Copy every one of the items below word for word.

Exercise inputs:
┏━━

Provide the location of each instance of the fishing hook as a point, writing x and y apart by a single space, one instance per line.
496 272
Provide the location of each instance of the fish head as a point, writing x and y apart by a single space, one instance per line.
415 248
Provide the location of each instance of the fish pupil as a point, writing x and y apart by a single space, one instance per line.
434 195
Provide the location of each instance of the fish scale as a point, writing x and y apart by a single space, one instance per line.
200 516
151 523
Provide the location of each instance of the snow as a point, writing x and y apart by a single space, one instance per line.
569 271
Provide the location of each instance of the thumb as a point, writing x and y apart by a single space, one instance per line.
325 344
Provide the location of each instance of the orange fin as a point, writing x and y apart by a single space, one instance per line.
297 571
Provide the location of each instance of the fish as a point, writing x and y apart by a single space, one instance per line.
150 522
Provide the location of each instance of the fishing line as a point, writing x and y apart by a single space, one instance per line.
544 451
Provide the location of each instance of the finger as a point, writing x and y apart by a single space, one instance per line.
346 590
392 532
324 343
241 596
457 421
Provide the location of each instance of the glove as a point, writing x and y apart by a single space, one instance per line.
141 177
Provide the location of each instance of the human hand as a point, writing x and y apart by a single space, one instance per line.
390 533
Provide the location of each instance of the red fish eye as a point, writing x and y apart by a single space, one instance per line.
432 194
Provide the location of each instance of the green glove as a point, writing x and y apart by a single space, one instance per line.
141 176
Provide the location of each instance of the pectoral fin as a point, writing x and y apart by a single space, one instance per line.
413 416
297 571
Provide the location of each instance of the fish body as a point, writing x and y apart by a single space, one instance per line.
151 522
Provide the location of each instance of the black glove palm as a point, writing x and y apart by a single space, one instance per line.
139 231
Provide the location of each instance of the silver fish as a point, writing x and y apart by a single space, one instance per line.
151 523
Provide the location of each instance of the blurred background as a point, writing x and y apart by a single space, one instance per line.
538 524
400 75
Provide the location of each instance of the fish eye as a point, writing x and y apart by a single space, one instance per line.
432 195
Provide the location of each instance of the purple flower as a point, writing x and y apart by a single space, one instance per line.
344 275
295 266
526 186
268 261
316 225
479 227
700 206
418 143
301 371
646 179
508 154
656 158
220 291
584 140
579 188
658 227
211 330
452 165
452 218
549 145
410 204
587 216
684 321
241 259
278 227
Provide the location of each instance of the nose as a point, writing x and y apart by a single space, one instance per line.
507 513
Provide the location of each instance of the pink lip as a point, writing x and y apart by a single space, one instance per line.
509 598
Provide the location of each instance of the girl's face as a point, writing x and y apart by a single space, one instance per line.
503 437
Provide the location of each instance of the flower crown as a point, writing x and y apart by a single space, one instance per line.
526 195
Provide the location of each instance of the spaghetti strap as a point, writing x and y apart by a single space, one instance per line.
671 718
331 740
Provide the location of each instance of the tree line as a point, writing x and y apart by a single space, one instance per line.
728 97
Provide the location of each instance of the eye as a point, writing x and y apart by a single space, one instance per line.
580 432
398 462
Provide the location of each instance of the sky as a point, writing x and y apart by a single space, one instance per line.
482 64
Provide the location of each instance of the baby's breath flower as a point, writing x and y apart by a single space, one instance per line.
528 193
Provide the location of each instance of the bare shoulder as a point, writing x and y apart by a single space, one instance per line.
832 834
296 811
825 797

┗━━

The response:
Provide the location of each instance of the fishing hook as a point, writing x and y apart by a single space, one instance per line.
496 272
Provide the location of each instance of the fish head as a point, writing x and y apart by a single space, one instance per line.
415 248
Provide the location of each instance of the fish pupil as a point, writing x and y apart by a single space, one instance per line.
434 195
Provide the location of each instance of the fish scale as a point, writing x and y apart by a single space, one instance per line.
200 516
151 523
Provide the location of each instance of the snow as a point, writing x and y apart by a single space, one instance per line.
569 271
Provide the location of each instance of the thumb as a point, writing x and y apart by a single space, one instance per line.
325 344
Provide the location of each instance of the orange fin as a point, writing x and y apart by a single space, one instance per line.
297 571
Provide the location of each instance of the fish as a point, writing x and y apart by a single space, one instance per line.
150 522
Provide the location of each instance of the fishing line as a point, writing x and y apart by a single space, one instance per line.
544 451
Provide the location of each instance of the finger as a point, writing x and y apart by a single space, one instance per line.
346 590
392 532
324 343
241 596
457 421
Provide the location of each instance of the glove as a point, writing x and y apart by a single space, one instance per line.
141 177
Provide the location of each instance of the human hand as a point, writing x and y apart by a single space, one instance per line.
390 533
Provide the location of each instance of the red fish eye as a point, writing x and y apart by a single space, one instance per line.
432 194
Provide the location of each instance of the green glove as a point, writing x and y apart by a single space, one instance per line.
141 176
Provide the location of each instance of the pectoral fin as a point, writing x and y apart by a single space, one instance per line.
413 416
297 571
Provide the location of each instance of the fish body as a point, writing x and y apart by a single space, one instance per line.
151 522
Provide the location of each instance of the black glove palm as a point, writing x and y apart by a single space, one instance per line.
139 231
Provide the location of each instance of the silver fish as a point, writing x and y apart by a single space, one instance per line.
151 523
Provide the location of each instance of the blurred background as a point, writing x and y apart by a single space, one instance per line.
538 524
400 75
Provide the location of each instance of the fish eye as a point, writing x and y apart by a single space, one instance per line.
432 195
Provide the location of each instance of the purple flower as a point, writing x and y apart by a single space, one instance per line.
344 275
295 266
526 186
268 261
316 225
479 227
700 206
418 143
301 371
646 179
508 154
656 158
220 291
584 140
579 188
658 227
211 330
452 165
452 218
549 145
410 204
587 216
684 321
241 259
278 227
Provide the location of each instance of the nose as a point, writing x and y apart by a single space, one instance per line.
507 513
Provide the location of each instance of the pink lip as a point, writing x and y apart by a single space, one instance per line.
509 598
Provide the location of each instance of the girl's face as a point, writing x and y apart by a single space, one instance per line.
503 437
Provide the location of each instance of the flower crown as a point, writing x and y apart by a single space, one instance per line.
526 195
Provide the location of each instance of the spaghetti strap as a point, writing x and y apart by a single space, one instance per line.
671 718
331 740
Provide the location of each instance of the tree line as a point, writing x and y apart by a single space, one instance per line.
728 97
Provide the location of each instance of the eye as a point, writing x and y apart by a single space, one instance per line.
580 432
398 462
Provide the location of each instance of the sky as a point, writing x and y apart by a single space, one instance per line.
482 64
Provide the location of each instance of the baby's breath flower as a point, writing x and y apart by a single space, one instance per line.
528 193
Provide the location of each instance of the bare shoulder as a point, writing x and y apart by a single space, one instance per line.
832 834
296 811
825 797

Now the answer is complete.